- Problem set -
[1] According to the revolver text, why was a smaller cartridge attractive to the British military after World War I?
[2] In the revolver text, copy out the passage that starts with the words "The thing is, by" and ends with "combat point/instinct shooting.", substituting "much" for "considerably".

- Text to read -

Personally I think the similiarities between the Webley Mk IV and the Enfield No 2 are more than that and would suggest that the Concorde and Tupolev Tu-144 might make a better analogy.
My understanding of the subject* is that after World War I, the British realised the .455 Webley round was probably a bit big for the sort of wars the Empire was likely to be fighting from thereon in. The round had been designed in the heydey of the Empire, when the brave lads comprising Thin Red Line found themselves facing a lot of angry natives who weren't too keen of having their countries pinched by Whitey. These same natives were generally armed with spears, animal hide shields or (maybe) antique - even by Victorian standards - flintlock longarms. The .455 round needed to be able to stop one of said natives in his tracks when he was charging at the chap with the revolver, and by all accounts it was very good at doing this. The same philosophy was behind the .45ACP cartridge I believe; the US were in he middle of fighting the Moro Rebellion in the Philippines and needed a hard-hitting, large-bore round to put charging enemies down and keen them there.
The thing is, by the time World War I rolled around most of the European armies were using considerably smaller cartridges - for example the French had the 8mm Lebel Revolver, the Germans 9mm Parabellum and the Russians the 7.62x38R Nagant cartridge (admittedly with special guest appearances by the .44 Russian cartridge as well). And as anyone who's fired a .45 calibre handgun can tell you, they pack a lot of punch and it takes a bit of time to get used to them.
After World War I, a lot of the people in the British military who had the training and could shoot the large-bore Webleys properly were... unavailable** so there was something to be said for following the European fashion and getting a smaller cartridge which was easier to A) teach people to shoot with and B) better suited to combat point/instinct shooting.
The work of gentlemen such as Fairbairn and Sykes (of Commando Knife fame) in the 1920s and 1930s seemed to lend a lot of creedence to the idea a smaller calibre handgun with more manageable recoil could be employed by the military and police without compromising the effectiveness offered by the larger bullet found in the .455 cartridge.
So, when the British decided in the early 1920s to adopt a smaller calibre service revolver, Webley & Scott pulled the armaments industry equivalent of "and here's one we prepared earlier..." by submitting the Webley Mk IV .38 pistol, which basically took everything Webley & Scott had learned about the .38 S&W/.380 revolver cartridge from their successful Mk III .38 police revolver (which had been around for a few years at that point) and incorporated it into a scaled down Webley Mk VI, with a few other relatively minor tweaks thrown in.
It certainly appears to me that RSAF Enfield - who had been producing the Webley Mk VI revolver for a few years in the early-mid '20s - looked at the Mk IV .38 design, studied it intensly, went away, mucked around with it a bit, then came back and said "Oh, look at this, we too have a .38 calibre top-break revolver which looks a lot like the one you have. What a coincidence, but they're not the same gun at all, so no royalties for you and thanks for playing. Don't forget to stop by the gift shop on the way out."

- Record excerpts -
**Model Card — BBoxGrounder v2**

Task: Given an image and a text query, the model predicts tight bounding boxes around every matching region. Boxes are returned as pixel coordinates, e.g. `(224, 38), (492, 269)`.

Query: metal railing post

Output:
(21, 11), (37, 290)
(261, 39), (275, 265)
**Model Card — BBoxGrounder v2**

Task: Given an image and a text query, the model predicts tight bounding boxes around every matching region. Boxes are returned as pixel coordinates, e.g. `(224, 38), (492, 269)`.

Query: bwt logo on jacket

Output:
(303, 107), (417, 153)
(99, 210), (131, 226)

- Full solutions -
[1] Many of the British soldiers who had the training to shoot the large-bore Webleys properly were no longer available after the war. A smaller cartridge was easier to teach people to shoot with and better suited to combat point or instinct shooting.

[2]
The thing is, by the time World War I rolled around most of the European armies were using much smaller cartridges - for example the French had the 8mm Lebel Revolver, the Germans 9mm Parabellum and the Russians the 7.62x38R Nagant cartridge (admittedly with special guest appearances by the .44 Russian cartridge as well). And as anyone who's fired a .45 calibre handgun can tell you, they pack a lot of punch and it takes a bit of time to get used to them.
After World War I, a lot of the people in the British military who had the training and could shoot the large-bore Webleys properly were... unavailable** so there was something to be said for following the European fashion and getting a smaller cartridge which was easier to A) teach people to shoot with and B) better suited to combat point/instinct shooting.